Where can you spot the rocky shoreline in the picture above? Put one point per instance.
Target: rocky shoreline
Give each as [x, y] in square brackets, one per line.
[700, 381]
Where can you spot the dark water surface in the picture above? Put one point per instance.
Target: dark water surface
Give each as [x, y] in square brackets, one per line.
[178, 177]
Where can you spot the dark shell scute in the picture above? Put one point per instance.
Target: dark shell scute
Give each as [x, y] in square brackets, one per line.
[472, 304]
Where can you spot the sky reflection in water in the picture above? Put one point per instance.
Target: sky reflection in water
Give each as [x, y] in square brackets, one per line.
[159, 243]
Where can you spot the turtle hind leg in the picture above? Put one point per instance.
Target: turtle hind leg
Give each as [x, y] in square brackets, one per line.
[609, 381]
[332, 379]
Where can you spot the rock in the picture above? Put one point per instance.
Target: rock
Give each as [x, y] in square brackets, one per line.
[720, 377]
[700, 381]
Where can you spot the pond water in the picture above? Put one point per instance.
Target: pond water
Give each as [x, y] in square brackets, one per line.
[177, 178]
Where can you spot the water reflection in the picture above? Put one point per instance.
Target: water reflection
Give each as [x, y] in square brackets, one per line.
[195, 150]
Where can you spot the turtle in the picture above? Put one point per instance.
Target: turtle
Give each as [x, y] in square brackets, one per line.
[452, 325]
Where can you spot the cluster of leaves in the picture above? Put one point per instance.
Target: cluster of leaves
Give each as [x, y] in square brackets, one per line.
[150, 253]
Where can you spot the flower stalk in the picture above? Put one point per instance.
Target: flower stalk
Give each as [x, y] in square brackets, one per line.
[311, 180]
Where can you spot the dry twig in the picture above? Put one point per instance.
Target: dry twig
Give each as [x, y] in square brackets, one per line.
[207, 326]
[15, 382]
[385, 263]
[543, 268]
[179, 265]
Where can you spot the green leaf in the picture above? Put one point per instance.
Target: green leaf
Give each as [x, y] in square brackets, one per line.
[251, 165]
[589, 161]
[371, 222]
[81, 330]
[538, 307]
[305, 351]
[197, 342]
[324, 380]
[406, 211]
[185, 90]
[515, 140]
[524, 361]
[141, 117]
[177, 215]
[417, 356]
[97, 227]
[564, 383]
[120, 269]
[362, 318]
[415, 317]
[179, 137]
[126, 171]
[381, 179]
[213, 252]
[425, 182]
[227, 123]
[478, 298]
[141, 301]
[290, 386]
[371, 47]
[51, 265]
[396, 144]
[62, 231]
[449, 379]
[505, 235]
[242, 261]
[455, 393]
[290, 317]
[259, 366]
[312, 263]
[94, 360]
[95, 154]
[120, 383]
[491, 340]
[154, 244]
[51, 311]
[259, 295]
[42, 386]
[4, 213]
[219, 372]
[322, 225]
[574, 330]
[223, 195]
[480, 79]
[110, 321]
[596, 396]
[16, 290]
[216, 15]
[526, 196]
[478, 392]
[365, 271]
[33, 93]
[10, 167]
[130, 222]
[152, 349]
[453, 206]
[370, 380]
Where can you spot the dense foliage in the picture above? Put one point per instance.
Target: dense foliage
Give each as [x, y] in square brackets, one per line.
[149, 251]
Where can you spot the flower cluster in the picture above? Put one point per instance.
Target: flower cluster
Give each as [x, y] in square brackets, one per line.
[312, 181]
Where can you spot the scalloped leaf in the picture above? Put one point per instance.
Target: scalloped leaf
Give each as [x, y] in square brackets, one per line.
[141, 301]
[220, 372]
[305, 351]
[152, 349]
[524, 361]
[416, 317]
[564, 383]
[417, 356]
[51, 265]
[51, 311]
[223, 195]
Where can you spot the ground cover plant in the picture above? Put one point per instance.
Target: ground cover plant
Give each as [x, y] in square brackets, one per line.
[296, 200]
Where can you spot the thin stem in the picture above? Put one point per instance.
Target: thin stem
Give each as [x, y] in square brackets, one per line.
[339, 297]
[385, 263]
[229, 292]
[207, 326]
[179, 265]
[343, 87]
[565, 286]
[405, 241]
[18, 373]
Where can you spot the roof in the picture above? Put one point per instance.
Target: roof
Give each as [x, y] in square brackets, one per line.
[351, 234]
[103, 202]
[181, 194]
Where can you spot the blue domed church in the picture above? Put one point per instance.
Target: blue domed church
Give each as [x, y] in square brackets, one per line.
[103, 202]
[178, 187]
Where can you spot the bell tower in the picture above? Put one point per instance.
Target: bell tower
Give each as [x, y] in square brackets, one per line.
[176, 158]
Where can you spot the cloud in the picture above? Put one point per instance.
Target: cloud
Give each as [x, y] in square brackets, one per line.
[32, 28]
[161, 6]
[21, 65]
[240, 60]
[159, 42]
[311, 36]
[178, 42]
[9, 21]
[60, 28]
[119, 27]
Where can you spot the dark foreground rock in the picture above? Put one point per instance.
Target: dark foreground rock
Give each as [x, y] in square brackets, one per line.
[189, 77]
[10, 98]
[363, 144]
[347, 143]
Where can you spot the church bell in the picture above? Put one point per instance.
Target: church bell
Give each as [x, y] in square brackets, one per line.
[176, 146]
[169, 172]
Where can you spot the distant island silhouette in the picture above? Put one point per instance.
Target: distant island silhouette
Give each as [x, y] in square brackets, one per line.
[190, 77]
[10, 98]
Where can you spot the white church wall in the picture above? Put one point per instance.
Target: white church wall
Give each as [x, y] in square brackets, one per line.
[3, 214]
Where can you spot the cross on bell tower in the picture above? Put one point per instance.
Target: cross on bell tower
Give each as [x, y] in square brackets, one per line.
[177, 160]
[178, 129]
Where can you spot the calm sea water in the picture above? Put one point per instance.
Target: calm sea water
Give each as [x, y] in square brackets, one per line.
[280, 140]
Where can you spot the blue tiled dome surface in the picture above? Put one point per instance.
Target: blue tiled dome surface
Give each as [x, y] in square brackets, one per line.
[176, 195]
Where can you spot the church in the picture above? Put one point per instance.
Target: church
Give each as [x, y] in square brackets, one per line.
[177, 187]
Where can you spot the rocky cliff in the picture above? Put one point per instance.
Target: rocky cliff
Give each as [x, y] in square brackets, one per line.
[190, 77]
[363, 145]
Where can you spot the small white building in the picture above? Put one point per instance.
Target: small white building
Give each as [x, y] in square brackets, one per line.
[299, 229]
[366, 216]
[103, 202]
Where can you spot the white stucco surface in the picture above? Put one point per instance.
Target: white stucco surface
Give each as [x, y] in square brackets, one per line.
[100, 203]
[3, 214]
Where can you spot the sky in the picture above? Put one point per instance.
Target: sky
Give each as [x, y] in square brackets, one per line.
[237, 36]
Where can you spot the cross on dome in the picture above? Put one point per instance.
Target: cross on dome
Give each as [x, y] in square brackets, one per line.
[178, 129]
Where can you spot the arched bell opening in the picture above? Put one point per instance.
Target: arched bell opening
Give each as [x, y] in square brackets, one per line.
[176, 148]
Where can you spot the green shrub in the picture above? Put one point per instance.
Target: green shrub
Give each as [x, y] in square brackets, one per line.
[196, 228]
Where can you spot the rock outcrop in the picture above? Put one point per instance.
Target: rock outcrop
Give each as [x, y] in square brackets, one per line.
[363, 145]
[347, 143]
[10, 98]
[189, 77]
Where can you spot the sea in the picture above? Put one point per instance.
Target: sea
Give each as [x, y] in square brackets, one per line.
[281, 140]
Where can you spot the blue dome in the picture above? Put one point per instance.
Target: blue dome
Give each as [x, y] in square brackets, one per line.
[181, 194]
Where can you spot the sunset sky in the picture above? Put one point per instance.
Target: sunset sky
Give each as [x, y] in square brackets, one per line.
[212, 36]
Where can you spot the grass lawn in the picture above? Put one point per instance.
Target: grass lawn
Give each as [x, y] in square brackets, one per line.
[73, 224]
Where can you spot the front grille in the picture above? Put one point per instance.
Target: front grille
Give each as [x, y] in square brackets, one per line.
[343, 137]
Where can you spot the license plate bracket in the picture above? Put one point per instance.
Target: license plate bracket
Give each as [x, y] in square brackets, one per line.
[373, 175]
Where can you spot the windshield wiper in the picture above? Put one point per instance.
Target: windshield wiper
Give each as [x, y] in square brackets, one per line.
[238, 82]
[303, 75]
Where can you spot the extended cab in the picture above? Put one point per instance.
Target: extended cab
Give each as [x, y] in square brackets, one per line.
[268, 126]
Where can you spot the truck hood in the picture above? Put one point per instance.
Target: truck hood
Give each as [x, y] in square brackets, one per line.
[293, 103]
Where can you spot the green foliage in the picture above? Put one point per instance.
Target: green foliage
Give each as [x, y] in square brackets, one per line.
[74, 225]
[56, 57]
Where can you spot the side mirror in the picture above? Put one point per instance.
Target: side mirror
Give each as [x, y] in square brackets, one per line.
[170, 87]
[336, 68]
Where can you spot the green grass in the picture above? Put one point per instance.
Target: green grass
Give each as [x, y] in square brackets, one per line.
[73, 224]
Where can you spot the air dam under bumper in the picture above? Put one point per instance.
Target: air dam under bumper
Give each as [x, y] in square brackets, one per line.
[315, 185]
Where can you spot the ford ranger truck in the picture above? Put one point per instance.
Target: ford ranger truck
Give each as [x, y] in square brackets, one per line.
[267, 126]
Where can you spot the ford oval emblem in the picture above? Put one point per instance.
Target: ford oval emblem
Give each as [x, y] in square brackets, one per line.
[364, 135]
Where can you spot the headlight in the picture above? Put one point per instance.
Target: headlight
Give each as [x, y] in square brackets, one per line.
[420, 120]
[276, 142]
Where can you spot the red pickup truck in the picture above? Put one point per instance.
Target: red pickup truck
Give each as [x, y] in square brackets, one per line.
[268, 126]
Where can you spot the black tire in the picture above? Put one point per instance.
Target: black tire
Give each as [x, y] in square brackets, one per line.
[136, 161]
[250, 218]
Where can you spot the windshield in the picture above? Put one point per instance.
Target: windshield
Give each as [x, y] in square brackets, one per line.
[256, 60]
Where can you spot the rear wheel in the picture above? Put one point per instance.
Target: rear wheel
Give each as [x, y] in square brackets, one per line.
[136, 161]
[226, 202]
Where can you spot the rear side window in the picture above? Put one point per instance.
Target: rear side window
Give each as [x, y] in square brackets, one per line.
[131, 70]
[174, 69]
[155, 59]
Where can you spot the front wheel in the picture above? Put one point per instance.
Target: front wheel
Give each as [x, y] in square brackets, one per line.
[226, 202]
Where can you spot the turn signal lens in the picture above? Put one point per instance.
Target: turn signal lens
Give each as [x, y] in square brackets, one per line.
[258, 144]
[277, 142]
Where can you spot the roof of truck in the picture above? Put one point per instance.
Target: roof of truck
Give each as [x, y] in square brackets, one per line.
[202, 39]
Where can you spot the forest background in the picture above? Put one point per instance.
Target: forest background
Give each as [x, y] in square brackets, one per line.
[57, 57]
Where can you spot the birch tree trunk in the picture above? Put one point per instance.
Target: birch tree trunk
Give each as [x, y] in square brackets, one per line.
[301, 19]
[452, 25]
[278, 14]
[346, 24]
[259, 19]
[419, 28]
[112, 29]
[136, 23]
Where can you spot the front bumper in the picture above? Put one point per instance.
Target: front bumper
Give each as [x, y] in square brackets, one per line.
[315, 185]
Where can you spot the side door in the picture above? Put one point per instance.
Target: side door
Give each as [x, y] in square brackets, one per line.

+ + +

What to do:
Show every line in the entries above that contains the string "cliff".

Answer section:
Where can you spot the rocky cliff in the picture above? Put one point per instance.
Target: rocky cliff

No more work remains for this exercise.